Newswise Host: And what plans are there for the future studies to develop this further? You have something in mind.

Dr. Xavier Salvatella: Absolutely, the immediate thing to do is to find out if what works in the test tube, that means outside of cells. Let me just tell you that we can reproduce in vitro. That's Carla’s expertise, the formation of these protein droplets we can reproduce in the test tube, the loss of dynamic character of this wicked droplets in vitro characterize it very well, and Carla has been able to show that these artificial fragments can be directed to the droplets and preserve their dynamic character. That's fantastic, but now we need to check whether we can do this in cells, and it's more specifically in neurons, which is more challenging than conventional cells. This is the first step. If this works in cells, then the next step will be to find out if we can obtain the same thing in an animal model of the condition. But that's of course, in the future, the immediate thing to do is to test whether what happens in the test tube also happens in cells, and we are starting to do the work right now

Newswise Host: Tell us a little bit about the prevalence of autism and this type of developing autism spectrum disorder. How many patients is this likely to impact if it's successful?

Dr. Xavier Salvatella: What we know for sure is that about, as I mentioned earlier, about 20% of the autism patients or individuals with this condition can be the disease or the disorder can be linked to a mutation. The 80% of them, by contrast, there is not such mutation that we can leave the disease with, and therefore they are called idiopathic. Potentially, what we have revealed in this paper, potentially could apply to many of these patients. So it could be, potentially a mechanism that applies to a very large majority of the individuals with autism, however, to be able to know which is the exact number, we would have to do a screening a massive number of individuals that this is unrealistic now, so the question still is out there as to this mechanism, does it apply to all of the 80% or only a fraction of them, we'll find out in due time. Potentially, the number is high, but we don't have the exact answer to your question, I'm afraid.
::::
What this task involves: Resume the interview on autism and protein droplets, writing what follows Dr. Xavier Salvatella's last answer.

Dataset content:
::::
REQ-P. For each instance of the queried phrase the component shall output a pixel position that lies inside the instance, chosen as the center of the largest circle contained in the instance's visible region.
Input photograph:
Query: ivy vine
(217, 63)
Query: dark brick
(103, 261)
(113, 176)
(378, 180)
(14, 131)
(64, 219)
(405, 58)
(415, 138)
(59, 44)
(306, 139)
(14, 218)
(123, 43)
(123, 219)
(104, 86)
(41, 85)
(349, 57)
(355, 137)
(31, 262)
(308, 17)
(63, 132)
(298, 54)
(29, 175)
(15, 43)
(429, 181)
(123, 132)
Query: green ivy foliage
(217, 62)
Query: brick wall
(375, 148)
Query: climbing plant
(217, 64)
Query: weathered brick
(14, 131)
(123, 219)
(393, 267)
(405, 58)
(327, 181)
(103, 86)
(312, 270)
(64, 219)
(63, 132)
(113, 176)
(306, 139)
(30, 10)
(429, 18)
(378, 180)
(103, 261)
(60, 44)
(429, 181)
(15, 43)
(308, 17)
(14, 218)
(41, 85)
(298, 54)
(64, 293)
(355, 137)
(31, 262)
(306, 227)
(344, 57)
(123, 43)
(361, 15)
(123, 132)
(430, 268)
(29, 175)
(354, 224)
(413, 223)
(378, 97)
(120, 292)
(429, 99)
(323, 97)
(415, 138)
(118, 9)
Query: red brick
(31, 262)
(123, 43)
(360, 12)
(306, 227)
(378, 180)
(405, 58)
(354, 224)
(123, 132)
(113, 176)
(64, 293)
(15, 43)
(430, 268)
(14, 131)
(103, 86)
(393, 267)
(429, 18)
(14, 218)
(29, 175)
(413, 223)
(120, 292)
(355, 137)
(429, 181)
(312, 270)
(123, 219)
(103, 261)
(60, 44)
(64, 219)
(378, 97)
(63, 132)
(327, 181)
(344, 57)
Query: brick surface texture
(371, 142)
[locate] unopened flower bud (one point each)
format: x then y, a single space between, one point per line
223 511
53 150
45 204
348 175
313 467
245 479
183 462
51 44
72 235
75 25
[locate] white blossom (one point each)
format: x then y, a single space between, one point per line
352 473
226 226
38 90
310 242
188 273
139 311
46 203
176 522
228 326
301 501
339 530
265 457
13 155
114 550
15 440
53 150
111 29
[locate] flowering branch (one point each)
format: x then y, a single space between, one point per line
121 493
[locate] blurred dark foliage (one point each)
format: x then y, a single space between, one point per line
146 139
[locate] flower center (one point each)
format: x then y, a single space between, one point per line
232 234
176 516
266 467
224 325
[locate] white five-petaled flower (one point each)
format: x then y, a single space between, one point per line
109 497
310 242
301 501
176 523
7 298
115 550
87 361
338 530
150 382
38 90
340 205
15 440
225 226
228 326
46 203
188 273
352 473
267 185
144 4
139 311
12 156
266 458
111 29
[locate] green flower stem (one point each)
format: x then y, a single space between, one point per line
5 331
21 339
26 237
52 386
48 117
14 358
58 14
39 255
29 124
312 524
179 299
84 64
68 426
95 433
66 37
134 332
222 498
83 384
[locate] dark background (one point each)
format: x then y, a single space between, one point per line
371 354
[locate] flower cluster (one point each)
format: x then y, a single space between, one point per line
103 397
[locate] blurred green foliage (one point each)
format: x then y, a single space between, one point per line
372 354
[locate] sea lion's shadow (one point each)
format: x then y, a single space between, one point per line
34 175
::::
Output of the exercise:
Newswise Host: Are there other types of these proteins, these micro exons, that warrant further investigation, similar to CPEB4, but that might be another formulation related to autism spectrum disorder as well as other conditions?

Dr. Xavier Salvatella: Yes, in fact, similar micro exons have been observed to exist in the neuronal forms of different proteins. It is known that the loss of these micro exons has been related with autism in a different protein, by the way, or to neuro psychotic disorders. So it may well be that the mechanism that we are putting forward is general. The unique feature of this study is that we provide the mechanism, and for the first time, we know why the micro reaction is so important. Hopefully our study will allow others to answer similar questions for other proteins containing micro exons and. The loss of which is linked to his order,

Newswise Host: Dr Salvatella and Dr Garcia. Thank you very much for joining us and sharing about your work. I've included the information for the communications office at your university and your research institute in the chat. And welcome any media on the call to follow up. If you have further questions like I said, we will be providing a recording and a transcript once we have those materials prepared. Thank you very much, doctors and best of luck with your paper and next steps. 

Dr. Xavier Salvatella: Thank you so much. Have a good evening or afternoon. Goodbye.